**Object position labeling entries**
# # # # #

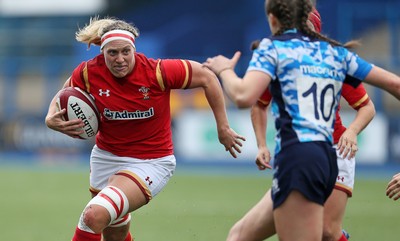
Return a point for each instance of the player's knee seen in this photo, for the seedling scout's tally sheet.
(234, 231)
(95, 219)
(328, 234)
(108, 206)
(116, 234)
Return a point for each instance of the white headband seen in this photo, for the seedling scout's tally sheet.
(117, 35)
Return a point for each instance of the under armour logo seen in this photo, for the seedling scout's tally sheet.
(101, 92)
(145, 91)
(148, 180)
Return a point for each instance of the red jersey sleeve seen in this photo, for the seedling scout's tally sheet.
(356, 96)
(174, 74)
(78, 78)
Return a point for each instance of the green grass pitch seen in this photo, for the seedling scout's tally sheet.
(44, 205)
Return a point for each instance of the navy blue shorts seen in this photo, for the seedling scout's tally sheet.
(308, 167)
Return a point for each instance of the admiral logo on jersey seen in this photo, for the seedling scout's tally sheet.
(145, 91)
(104, 92)
(127, 115)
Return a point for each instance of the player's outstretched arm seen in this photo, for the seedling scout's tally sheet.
(204, 78)
(54, 120)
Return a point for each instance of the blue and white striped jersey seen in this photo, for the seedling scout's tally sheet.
(307, 77)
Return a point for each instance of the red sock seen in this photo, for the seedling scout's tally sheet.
(81, 235)
(128, 237)
(343, 238)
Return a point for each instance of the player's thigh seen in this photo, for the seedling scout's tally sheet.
(299, 219)
(334, 208)
(257, 224)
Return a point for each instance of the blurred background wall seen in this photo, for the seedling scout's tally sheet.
(38, 51)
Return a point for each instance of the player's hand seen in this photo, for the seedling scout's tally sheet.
(263, 159)
(393, 188)
(231, 140)
(347, 144)
(72, 128)
(220, 63)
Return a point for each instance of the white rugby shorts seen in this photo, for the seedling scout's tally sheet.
(150, 174)
(345, 179)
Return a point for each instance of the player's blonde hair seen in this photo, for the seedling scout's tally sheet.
(91, 33)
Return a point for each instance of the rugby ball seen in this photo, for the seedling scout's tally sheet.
(79, 104)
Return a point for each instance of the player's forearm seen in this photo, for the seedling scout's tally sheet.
(363, 117)
(259, 122)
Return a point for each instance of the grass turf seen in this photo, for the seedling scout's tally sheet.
(44, 205)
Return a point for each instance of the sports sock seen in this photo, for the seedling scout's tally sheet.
(81, 235)
(343, 238)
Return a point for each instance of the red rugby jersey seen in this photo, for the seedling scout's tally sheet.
(352, 91)
(135, 110)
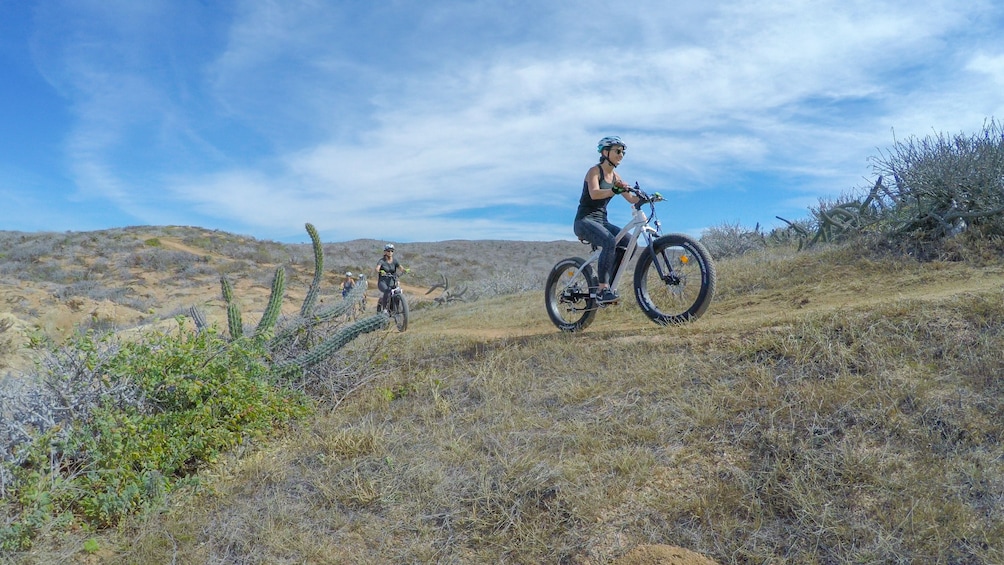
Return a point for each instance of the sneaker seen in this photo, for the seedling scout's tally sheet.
(606, 296)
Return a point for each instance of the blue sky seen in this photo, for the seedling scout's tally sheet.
(442, 119)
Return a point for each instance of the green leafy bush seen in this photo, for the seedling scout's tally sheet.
(193, 396)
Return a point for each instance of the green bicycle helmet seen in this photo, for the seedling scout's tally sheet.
(609, 142)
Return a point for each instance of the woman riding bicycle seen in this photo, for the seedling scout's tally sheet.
(600, 185)
(387, 270)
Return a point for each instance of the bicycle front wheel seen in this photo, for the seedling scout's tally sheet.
(567, 295)
(399, 312)
(675, 280)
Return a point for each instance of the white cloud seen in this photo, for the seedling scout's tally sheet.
(347, 114)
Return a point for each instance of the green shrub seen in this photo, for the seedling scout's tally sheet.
(202, 395)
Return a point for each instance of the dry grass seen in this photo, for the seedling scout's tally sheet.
(830, 407)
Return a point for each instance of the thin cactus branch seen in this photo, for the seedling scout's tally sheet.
(199, 317)
(234, 321)
(274, 303)
(311, 297)
(332, 344)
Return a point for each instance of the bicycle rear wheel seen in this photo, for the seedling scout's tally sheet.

# # # # #

**Work required**
Without the pictures, extract every entry verbatim.

**Solution for this problem**
Return a point for each instance of the player's knee seen in this photo, for the seedling scout's tally sheet.
(234, 231)
(95, 219)
(328, 234)
(108, 206)
(116, 234)
Return a point for each instance of the white headband seen in this photo, for the seedling scout's tally sheet.
(117, 35)
Return a point for each instance of the under armour logo seen in this photo, for the seedling scout's tally sheet.
(101, 92)
(145, 91)
(148, 180)
Return a point for each instance of the red jersey sleeve seen in this photo, for the seedling scout's tally sheet.
(356, 96)
(174, 74)
(78, 78)
Return a point for each instance of the green grass pitch seen in this photo, for the seedling scout's tally sheet.
(44, 205)
Return a point for each instance of the navy blue shorts seen in this photo, for the seedling scout's tally sheet.
(308, 167)
Return a point for each instance of the admiral logo on jersey seen in this photo, for the seedling scout's tally sheet.
(145, 91)
(104, 92)
(127, 115)
Return a point for each instance of the player's outstretched arm seen in this photo, for the seedling scout's tally sheet.
(204, 78)
(54, 120)
Return a point for each instance of the blue and white striped jersey seen in this photo, for the seedling scout's tally sheet.
(307, 77)
Return a point for each instance of the red sock seen in this photo, for the seedling scout's tally sheet.
(81, 235)
(128, 237)
(343, 238)
Return a point for each instance of the player's thigh seen in this photo, for the seedling scout's tally sheet.
(299, 219)
(334, 208)
(257, 224)
Return a point for each instance of the blurred background wall seen in this photo, for the seedling scout's tally sheet.
(38, 51)
Return a point for each instance of the player's hand seen in this photo, for the seedling scout's tally sheet.
(263, 159)
(393, 188)
(231, 140)
(347, 144)
(72, 128)
(220, 63)
Return a point for each instance of the white rugby shorts seen in this photo, for the seedling scout's tally sheet.
(150, 174)
(345, 179)
Return a point for each instance of the player's blonde hair seen in this photo, for the seedling scout's tally sheet.
(91, 33)
Return a point for each instance of the rugby ball seen in this photo, for the seedling scout's tally sheet.
(79, 104)
Return a point for each instance of the player's forearm seen in this photo, for the seedling scout's tally sheet.
(363, 117)
(259, 122)
Return a point for each instance of the grass turf seen in this photo, for the seedling scout's tally sheet.
(44, 205)
Return a point for each instance of the sports sock seen in this photo, for the seedling scout's tally sheet.
(81, 235)
(343, 238)
Return a point for each instance of the red rugby jersey seen in this photo, for the seedling scout's tally sheet.
(352, 91)
(135, 110)
Return a point for each instance of the sneaker seen in this photo, for the seedling scout's tally sheet.
(606, 296)
Return a point for each instance of the blue sky seen in this photo, for the seedling scout's tally sheet.
(442, 119)
Return a point for each instance of the green leafy bush seen in this photo, for the seedling scout's tally sheet.
(193, 396)
Return a point for each instance of the green bicycle helmet seen in this photo, for the seedling scout's tally sheet.
(609, 142)
Return a point for each instance of the woman riding bicycle seen in this photo, for the seedling scout's tally sheet.
(600, 185)
(387, 270)
Return a point for each instance of the bicycle front wheel seen in this photo, for the seedling scout's tally sheet.
(567, 295)
(399, 312)
(675, 280)
Return a point for each instance of the white cloud seen in this photo, for the seedling scout's tally sheet.
(347, 114)
Return a point for each instance of the green shrub seen in this photo, for the seedling scout's tally sheet.
(202, 395)
Return a point for each instance of the dry grass seen in this photo, for the seedling scout's tally sheet.
(830, 407)
Return a point for each instance of the thin cactus branch seen in this photo, for the seedling scout's tally sheet.
(199, 317)
(234, 321)
(274, 303)
(311, 297)
(332, 344)
Return a point for each instance of the bicycle rear wheel seen in this photo, for the seedling scout's tally sheet.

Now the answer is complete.